Reproduce the material in full, unchanged.

Dataset rows on where objects appear
________________
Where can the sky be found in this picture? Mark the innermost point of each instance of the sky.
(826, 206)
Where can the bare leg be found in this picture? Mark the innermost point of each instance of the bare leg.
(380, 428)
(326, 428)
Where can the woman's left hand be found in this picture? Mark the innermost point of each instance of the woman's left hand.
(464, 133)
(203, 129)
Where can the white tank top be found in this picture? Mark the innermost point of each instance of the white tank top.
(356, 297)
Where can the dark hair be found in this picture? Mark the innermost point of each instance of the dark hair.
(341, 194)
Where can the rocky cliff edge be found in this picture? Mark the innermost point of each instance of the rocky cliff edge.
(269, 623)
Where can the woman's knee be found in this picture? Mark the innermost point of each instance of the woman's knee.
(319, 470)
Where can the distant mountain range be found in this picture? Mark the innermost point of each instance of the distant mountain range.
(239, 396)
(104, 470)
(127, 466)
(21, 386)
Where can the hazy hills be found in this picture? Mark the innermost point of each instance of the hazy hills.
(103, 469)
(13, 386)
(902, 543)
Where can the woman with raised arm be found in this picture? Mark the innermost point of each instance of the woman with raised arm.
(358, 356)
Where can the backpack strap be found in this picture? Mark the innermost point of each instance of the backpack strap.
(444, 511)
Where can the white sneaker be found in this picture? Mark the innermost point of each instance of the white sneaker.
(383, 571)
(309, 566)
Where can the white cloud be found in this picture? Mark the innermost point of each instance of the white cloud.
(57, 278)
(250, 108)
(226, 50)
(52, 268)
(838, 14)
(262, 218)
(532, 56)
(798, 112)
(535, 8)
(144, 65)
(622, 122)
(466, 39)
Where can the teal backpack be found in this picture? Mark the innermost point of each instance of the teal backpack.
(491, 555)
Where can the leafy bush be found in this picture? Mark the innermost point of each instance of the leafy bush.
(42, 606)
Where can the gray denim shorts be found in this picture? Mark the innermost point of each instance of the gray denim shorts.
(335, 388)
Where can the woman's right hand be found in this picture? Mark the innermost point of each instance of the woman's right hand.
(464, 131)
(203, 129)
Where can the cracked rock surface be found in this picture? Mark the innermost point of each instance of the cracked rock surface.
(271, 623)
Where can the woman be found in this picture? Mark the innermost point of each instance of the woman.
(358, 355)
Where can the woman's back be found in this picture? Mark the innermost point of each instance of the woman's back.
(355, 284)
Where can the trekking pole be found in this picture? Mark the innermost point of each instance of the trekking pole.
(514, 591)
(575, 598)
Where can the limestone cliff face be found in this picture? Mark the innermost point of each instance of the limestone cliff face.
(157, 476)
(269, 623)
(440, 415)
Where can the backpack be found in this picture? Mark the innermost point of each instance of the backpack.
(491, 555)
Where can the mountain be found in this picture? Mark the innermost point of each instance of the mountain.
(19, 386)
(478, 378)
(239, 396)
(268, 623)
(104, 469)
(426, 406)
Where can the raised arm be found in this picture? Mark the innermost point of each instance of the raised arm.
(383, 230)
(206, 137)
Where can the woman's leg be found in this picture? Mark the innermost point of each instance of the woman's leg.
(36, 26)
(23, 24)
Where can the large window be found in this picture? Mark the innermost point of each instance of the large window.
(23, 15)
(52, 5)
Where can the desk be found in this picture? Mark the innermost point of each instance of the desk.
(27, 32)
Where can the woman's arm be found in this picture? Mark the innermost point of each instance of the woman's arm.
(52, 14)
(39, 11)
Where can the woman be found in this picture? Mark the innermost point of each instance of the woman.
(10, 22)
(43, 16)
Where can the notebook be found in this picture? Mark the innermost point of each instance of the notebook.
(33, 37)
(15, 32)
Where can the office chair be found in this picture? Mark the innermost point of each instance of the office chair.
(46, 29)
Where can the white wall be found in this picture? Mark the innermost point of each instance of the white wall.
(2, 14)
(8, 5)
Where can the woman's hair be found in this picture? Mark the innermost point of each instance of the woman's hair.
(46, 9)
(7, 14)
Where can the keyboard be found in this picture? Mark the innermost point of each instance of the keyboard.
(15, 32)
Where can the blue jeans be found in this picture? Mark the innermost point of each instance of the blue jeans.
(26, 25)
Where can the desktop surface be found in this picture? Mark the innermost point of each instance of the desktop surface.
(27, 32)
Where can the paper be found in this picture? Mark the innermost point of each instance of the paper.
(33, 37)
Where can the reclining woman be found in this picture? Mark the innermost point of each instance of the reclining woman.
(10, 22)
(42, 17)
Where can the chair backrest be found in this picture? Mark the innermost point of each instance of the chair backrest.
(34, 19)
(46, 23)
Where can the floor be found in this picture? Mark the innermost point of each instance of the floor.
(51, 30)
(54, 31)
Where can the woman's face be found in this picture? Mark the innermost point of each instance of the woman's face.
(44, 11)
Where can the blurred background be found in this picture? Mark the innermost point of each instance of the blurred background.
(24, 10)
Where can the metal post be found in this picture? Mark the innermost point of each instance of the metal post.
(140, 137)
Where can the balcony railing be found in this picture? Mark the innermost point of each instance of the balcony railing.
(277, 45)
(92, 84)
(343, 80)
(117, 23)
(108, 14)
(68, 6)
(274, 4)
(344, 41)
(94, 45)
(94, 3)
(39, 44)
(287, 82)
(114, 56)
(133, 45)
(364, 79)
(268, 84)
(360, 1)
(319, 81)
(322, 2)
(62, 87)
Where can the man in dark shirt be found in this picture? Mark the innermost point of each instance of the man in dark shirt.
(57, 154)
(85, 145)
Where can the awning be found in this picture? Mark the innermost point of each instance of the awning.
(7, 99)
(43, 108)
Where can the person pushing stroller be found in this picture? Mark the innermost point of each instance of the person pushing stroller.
________________
• Exercise answer:
Where can the sky be found in this picture? Mark the innermost point of each instance of the sky.
(826, 206)
Where can the bare leg be found in this picture? Mark the innermost point of each instance of the bare leg.
(380, 428)
(326, 428)
Where can the woman's left hand be found in this picture? Mark the innermost point of each instance of the woman's left hand.
(464, 133)
(203, 129)
Where can the white tank top be found in this picture? Mark the innermost point of each instance of the white tank top.
(356, 297)
Where can the dark hair be found in this picture? Mark the innermost point of each instance of the dark hair.
(341, 194)
Where can the rocky cliff edge be found in this picture? Mark the innermost point of each instance of the rocky cliff edge.
(269, 623)
Where can the woman's knee be found in this picture? Mark the innermost point of each instance of the woman's knee.
(319, 470)
Where can the distant mountain range be found in this picture? Mark the innermost point of each instance of the distant mountain range.
(239, 396)
(104, 470)
(127, 466)
(21, 386)
Where can the hazy hills be found in this picture? Mark the innermost point of each instance of the hazy hills.
(103, 469)
(13, 386)
(902, 543)
Where can the woman with raised arm be found in this picture? Mark the innermost point of each instance of the woman with raised arm.
(358, 356)
Where can the backpack strap be found in this picture? Mark the innermost point of each instance of the backpack strap.
(444, 511)
Where can the white sneaker be found in this picture? Mark the innermost point of each instance of the white sneaker.
(383, 571)
(309, 566)
Where can the white cloud be found in this picture? Mark the innermost point of each instance of the white cloud.
(57, 278)
(250, 108)
(226, 50)
(52, 268)
(838, 14)
(262, 218)
(532, 56)
(798, 112)
(535, 8)
(144, 65)
(622, 122)
(466, 39)
Where can the teal backpack be found in this picture? Mark the innermost point of each instance of the teal backpack.
(491, 555)
Where can the leafy bush be found in this picture? Mark the innermost point of each instance of the leafy bush.
(42, 606)
Where can the gray denim shorts be found in this picture? Mark the innermost point of each instance of the gray denim shorts.
(335, 388)
Where can the woman's right hand be found in this picture? Mark the innermost point of each instance of the woman's right hand.
(464, 131)
(203, 129)
Where can the cracked rock surface be found in this picture? Mark the innermost point of each instance of the cracked rock surface.
(271, 623)
Where can the woman be found in this picture? Mark the innermost point of each instance of the woman.
(358, 355)
Where can the woman's back be found in this picture? Mark the innermost point of each instance of the woman's back.
(355, 284)
Where can the trekking pole be found in this picture? Mark the innermost point of each instance of the trekking pole.
(514, 591)
(575, 598)
Where can the limestone cliff face be found in this picture? Mark the innermost point of each instance of the limestone cliff face.
(157, 476)
(269, 623)
(440, 415)
Where can the backpack be found in this picture? Mark the innermost point of each instance of the backpack.
(491, 555)
Where can the mountain be found in this picture? Mark the innermost point of each instance of the mountain.
(19, 386)
(478, 378)
(239, 396)
(268, 623)
(104, 469)
(426, 406)
Where can the raised arm be found in this picture? Mark the innermost point of each instance of the raised arm.
(383, 230)
(206, 137)
Where can the woman's leg be found in this picture? Mark the innermost point of each instance of the woman's leg.
(36, 26)
(23, 24)
Where can the large window be found in this picture? Mark the innermost point of each instance of the large window.
(23, 15)
(52, 5)
Where can the desk be found in this picture? Mark the innermost point of each instance of the desk.
(27, 32)
Where can the woman's arm be found in this picture? Mark the innermost point of each instance of the woman's arm.
(52, 14)
(39, 11)
Where can the woman be found in this picture? Mark the innermost point of each instance of the woman.
(10, 22)
(43, 16)
Where can the notebook be found in this picture? Mark the innermost point of each instance of the notebook.
(33, 37)
(15, 32)
Where can the office chair be found in this picture? Mark the innermost point of each instance of the office chair.
(46, 29)
Where can the white wall be found in this picture? Mark the innermost point of each instance of the white wall.
(2, 14)
(8, 5)
Where can the woman's hair be found in this picture? Mark the innermost point of each instance of the woman's hair.
(46, 9)
(7, 14)
Where can the keyboard be found in this picture? Mark the innermost point of each instance of the keyboard.
(15, 32)
Where can the blue jeans be found in this picture? Mark the innermost point of each instance of the blue jeans.
(26, 25)
Where can the desktop surface be found in this picture? Mark the innermost point of each instance of the desktop surface.
(27, 32)
Where can the paper be found in this picture? Mark the innermost point of each instance of the paper.
(33, 37)
Where can the reclining woman be found in this picture? Mark the innermost point of each instance of the reclining woman.
(10, 22)
(42, 17)
Where can the chair backrest be found in this picture? Mark the innermost point of each instance of the chair backrest.
(34, 19)
(46, 23)
Where can the floor be found in this picture? Mark the innermost point of each instance of the floor.
(51, 30)
(54, 31)
Where can the woman's face be found in this picture? Mark the innermost point of each instance of the woman's face.
(44, 11)
Where can the blurred background be found in this picture? Mark the innermost point of each instance of the blurred background.
(24, 10)
Where can the metal post be found in this picture? Mark the innermost point of each instance of the metal post.
(140, 137)
Where can the balcony railing be found in this picture? Mark the innermost point of each instance of the balcony railing.
(277, 45)
(92, 84)
(343, 80)
(117, 23)
(108, 14)
(68, 6)
(274, 4)
(344, 41)
(94, 45)
(94, 3)
(39, 44)
(287, 82)
(114, 56)
(133, 45)
(364, 79)
(268, 84)
(360, 1)
(319, 81)
(322, 2)
(62, 87)
Where can the man in dark shirt be found in this picture? Mark the innermost point of each instance of the man in dark shirt.
(57, 154)
(85, 145)
Where can the awning be found in this picture? Mark the innermost point of each instance of the awning.
(7, 99)
(43, 108)
Where can the person pushing stroller be found in this picture? Mark the innermost point of each instance of the person pushing stroller.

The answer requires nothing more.